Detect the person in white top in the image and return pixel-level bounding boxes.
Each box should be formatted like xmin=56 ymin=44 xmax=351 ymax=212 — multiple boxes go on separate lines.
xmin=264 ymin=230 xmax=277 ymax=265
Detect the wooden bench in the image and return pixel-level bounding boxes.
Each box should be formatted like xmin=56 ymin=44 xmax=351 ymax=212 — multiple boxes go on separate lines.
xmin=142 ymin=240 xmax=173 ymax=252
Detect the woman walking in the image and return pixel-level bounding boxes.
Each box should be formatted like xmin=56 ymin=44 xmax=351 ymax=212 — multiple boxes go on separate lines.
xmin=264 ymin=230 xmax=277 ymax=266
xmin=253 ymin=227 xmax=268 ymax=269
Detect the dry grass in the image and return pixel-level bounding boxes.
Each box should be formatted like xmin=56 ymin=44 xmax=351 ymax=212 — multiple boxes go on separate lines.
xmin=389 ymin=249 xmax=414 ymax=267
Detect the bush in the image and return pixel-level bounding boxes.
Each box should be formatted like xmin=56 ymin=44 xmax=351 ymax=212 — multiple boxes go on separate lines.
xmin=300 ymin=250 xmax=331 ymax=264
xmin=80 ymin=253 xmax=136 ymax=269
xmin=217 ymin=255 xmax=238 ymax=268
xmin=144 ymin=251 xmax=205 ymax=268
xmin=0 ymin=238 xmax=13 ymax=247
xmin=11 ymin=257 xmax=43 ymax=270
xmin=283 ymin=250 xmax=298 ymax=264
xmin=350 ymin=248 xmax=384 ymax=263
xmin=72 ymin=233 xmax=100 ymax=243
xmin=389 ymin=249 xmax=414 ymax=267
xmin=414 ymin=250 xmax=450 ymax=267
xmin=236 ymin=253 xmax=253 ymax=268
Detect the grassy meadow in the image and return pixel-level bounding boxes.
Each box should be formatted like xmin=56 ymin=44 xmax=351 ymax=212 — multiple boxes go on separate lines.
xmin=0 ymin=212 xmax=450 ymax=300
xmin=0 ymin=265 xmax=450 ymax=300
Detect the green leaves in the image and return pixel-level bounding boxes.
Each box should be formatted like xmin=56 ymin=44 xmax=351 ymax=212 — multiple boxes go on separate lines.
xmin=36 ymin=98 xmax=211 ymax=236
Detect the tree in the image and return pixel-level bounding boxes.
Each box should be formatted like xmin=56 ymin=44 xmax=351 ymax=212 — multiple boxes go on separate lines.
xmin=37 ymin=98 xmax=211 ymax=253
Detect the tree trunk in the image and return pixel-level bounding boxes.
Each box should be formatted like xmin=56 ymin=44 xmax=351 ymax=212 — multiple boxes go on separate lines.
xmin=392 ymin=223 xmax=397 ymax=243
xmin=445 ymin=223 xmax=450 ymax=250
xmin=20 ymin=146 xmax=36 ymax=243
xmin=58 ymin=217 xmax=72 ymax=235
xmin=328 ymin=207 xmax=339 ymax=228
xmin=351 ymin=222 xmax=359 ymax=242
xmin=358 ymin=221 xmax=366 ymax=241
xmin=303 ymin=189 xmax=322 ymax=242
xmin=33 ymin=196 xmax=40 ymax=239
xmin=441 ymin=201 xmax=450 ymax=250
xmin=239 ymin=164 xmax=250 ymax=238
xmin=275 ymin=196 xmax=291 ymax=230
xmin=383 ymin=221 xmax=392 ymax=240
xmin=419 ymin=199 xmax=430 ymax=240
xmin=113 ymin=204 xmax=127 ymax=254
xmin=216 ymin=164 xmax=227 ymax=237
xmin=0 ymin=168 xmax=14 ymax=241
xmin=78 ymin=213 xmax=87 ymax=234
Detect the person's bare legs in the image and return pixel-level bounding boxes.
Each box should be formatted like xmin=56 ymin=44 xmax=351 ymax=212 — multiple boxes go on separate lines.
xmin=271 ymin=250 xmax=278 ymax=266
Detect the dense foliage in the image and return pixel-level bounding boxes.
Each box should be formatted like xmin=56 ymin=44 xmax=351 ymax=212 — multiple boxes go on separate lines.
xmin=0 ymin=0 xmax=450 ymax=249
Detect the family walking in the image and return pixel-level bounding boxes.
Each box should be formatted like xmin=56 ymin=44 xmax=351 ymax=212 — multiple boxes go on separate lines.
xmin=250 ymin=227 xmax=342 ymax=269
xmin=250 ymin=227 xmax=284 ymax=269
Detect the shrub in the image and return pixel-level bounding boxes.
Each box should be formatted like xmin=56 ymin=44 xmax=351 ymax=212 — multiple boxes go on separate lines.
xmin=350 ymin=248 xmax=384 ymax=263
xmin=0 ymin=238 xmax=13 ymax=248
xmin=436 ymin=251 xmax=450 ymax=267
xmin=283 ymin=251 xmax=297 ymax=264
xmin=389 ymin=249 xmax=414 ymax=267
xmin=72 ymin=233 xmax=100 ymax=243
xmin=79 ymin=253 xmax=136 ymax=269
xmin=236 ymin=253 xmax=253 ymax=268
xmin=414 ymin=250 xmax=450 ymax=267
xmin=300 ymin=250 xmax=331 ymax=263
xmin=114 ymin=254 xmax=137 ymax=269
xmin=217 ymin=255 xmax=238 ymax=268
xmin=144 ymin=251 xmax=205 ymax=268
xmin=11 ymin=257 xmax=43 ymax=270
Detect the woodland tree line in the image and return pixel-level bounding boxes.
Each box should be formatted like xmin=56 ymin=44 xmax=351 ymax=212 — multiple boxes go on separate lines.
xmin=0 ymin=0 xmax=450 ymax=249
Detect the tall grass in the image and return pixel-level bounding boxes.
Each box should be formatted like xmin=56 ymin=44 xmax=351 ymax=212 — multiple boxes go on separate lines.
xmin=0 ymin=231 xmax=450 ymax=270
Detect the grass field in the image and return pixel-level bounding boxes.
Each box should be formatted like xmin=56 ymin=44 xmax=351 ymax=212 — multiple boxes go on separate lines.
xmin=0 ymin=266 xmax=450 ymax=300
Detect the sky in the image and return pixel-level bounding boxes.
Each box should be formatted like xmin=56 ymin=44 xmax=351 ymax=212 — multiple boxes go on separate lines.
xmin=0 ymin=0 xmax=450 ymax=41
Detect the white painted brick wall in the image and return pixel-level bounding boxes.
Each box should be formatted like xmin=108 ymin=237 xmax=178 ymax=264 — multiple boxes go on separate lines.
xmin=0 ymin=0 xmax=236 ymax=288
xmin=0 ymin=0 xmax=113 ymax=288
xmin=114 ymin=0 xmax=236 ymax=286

== == ==

◆ Task requirements
Rewrite all of the entries above, replacing "pixel-level" with "pixel-coordinate" each time it occurs and leaving everything else unchanged.

◆ Expected answer
Detect the person in white top in the image and return pixel-coordinate bounding boxes.
Each box should be formatted like xmin=56 ymin=44 xmax=351 ymax=212 — multiple boxes go on separate lines.
xmin=264 ymin=230 xmax=277 ymax=265
Detect the wooden bench in the image and return pixel-coordinate bounding boxes.
Each box should be formatted like xmin=56 ymin=44 xmax=351 ymax=212 — multiple boxes go on separate lines.
xmin=142 ymin=240 xmax=173 ymax=252
Detect the woman walking in the image and return pixel-coordinate bounding boxes.
Each box should be formatted like xmin=56 ymin=44 xmax=351 ymax=212 — multiple boxes go on separate lines.
xmin=264 ymin=230 xmax=277 ymax=266
xmin=253 ymin=227 xmax=268 ymax=269
Detect the dry grass in the image and return pixel-coordinate bounding boxes.
Each box should be formatted like xmin=56 ymin=44 xmax=351 ymax=212 — multiple boxes go on separate lines.
xmin=389 ymin=249 xmax=414 ymax=267
Detect the bush in the image and return pixel-coordinate bounding boxes.
Each box should be formatted like xmin=56 ymin=44 xmax=351 ymax=212 — multiple boxes go on separate lines.
xmin=300 ymin=250 xmax=331 ymax=264
xmin=80 ymin=253 xmax=136 ymax=269
xmin=217 ymin=255 xmax=238 ymax=268
xmin=144 ymin=251 xmax=205 ymax=268
xmin=0 ymin=238 xmax=13 ymax=247
xmin=11 ymin=257 xmax=43 ymax=270
xmin=283 ymin=250 xmax=298 ymax=264
xmin=350 ymin=248 xmax=384 ymax=263
xmin=72 ymin=233 xmax=100 ymax=243
xmin=389 ymin=249 xmax=414 ymax=267
xmin=414 ymin=250 xmax=450 ymax=267
xmin=236 ymin=253 xmax=253 ymax=268
Detect the grassy meadow in the image and return pixel-coordinate bounding boxes.
Each box should be formatted like xmin=56 ymin=44 xmax=351 ymax=212 — multiple boxes go on separate lines.
xmin=0 ymin=212 xmax=450 ymax=300
xmin=0 ymin=265 xmax=450 ymax=300
Detect the green leaves in the image and return pixel-coordinate bounding boxes.
Each box should be formatted like xmin=56 ymin=44 xmax=351 ymax=212 — multiple boxes go on separate lines.
xmin=36 ymin=98 xmax=211 ymax=236
Detect the tree in the image and return pixel-coordinate bounding boxes.
Each box should be formatted like xmin=56 ymin=44 xmax=351 ymax=212 — multiple boxes go on separate lines.
xmin=37 ymin=98 xmax=211 ymax=253
Detect the tree trunk in the image and return pixel-coordinate bounding boxes.
Each box should be formatted like xmin=56 ymin=44 xmax=351 ymax=212 — multiple boxes go on separate lines.
xmin=392 ymin=223 xmax=397 ymax=243
xmin=445 ymin=223 xmax=450 ymax=250
xmin=20 ymin=146 xmax=36 ymax=243
xmin=58 ymin=217 xmax=72 ymax=235
xmin=328 ymin=207 xmax=339 ymax=228
xmin=351 ymin=222 xmax=359 ymax=242
xmin=358 ymin=221 xmax=366 ymax=241
xmin=303 ymin=189 xmax=322 ymax=242
xmin=33 ymin=196 xmax=40 ymax=239
xmin=441 ymin=201 xmax=450 ymax=250
xmin=239 ymin=164 xmax=250 ymax=238
xmin=275 ymin=196 xmax=291 ymax=230
xmin=383 ymin=221 xmax=392 ymax=240
xmin=419 ymin=199 xmax=430 ymax=240
xmin=113 ymin=204 xmax=127 ymax=254
xmin=216 ymin=164 xmax=227 ymax=237
xmin=0 ymin=168 xmax=14 ymax=241
xmin=78 ymin=213 xmax=87 ymax=234
Detect the person's bare legs in the image and return pixel-coordinate bounding boxes.
Each box should be formatted like xmin=56 ymin=44 xmax=351 ymax=212 — multiple boxes go on separate lines.
xmin=271 ymin=250 xmax=278 ymax=266
Detect the dense foliage in the image and return pixel-coordinate bounding boxes.
Each box should be formatted like xmin=56 ymin=44 xmax=351 ymax=212 — multiple boxes go on separate lines.
xmin=0 ymin=0 xmax=450 ymax=249
Detect the family walking in the image and return pixel-coordinate bounding boxes.
Each box should be formatted like xmin=56 ymin=44 xmax=351 ymax=212 — multiple boxes go on separate lines.
xmin=250 ymin=227 xmax=342 ymax=269
xmin=250 ymin=227 xmax=284 ymax=269
Detect the shrub in the image and return pixel-coordinate bounding boxes.
Each box should be formatted like xmin=56 ymin=44 xmax=351 ymax=212 — multiple boxes go on separate lines.
xmin=350 ymin=248 xmax=384 ymax=263
xmin=0 ymin=238 xmax=13 ymax=248
xmin=436 ymin=251 xmax=450 ymax=267
xmin=283 ymin=251 xmax=297 ymax=264
xmin=389 ymin=249 xmax=414 ymax=267
xmin=72 ymin=233 xmax=100 ymax=243
xmin=79 ymin=253 xmax=136 ymax=269
xmin=236 ymin=253 xmax=253 ymax=268
xmin=414 ymin=250 xmax=450 ymax=267
xmin=300 ymin=250 xmax=331 ymax=263
xmin=114 ymin=254 xmax=137 ymax=269
xmin=217 ymin=255 xmax=238 ymax=268
xmin=144 ymin=251 xmax=205 ymax=268
xmin=11 ymin=257 xmax=43 ymax=270
Detect the woodland tree line in the image and return pixel-coordinate bounding boxes.
Each box should be formatted like xmin=56 ymin=44 xmax=351 ymax=212 — multiple boxes go on separate lines.
xmin=0 ymin=0 xmax=450 ymax=249
Detect the tall grass in the image and return pixel-coordinate bounding boxes.
Each box should be formatted like xmin=56 ymin=44 xmax=351 ymax=212 — multiple boxes go on separate lines.
xmin=0 ymin=231 xmax=450 ymax=270
Detect the grass field in the image and return pixel-coordinate bounding boxes.
Each box should be formatted like xmin=56 ymin=44 xmax=351 ymax=212 — multiple boxes go on separate lines.
xmin=0 ymin=266 xmax=450 ymax=300
Detect the sky in the image and return pixel-coordinate bounding boxes.
Each box should be formatted like xmin=56 ymin=44 xmax=351 ymax=212 — multiple boxes go on separate lines.
xmin=0 ymin=0 xmax=450 ymax=41
Detect the white painted brick wall in the image and return pixel-coordinate bounding boxes.
Each box should be formatted like xmin=108 ymin=237 xmax=178 ymax=264 — multiple boxes go on separate lines.
xmin=0 ymin=0 xmax=236 ymax=288
xmin=0 ymin=0 xmax=113 ymax=288
xmin=114 ymin=0 xmax=236 ymax=286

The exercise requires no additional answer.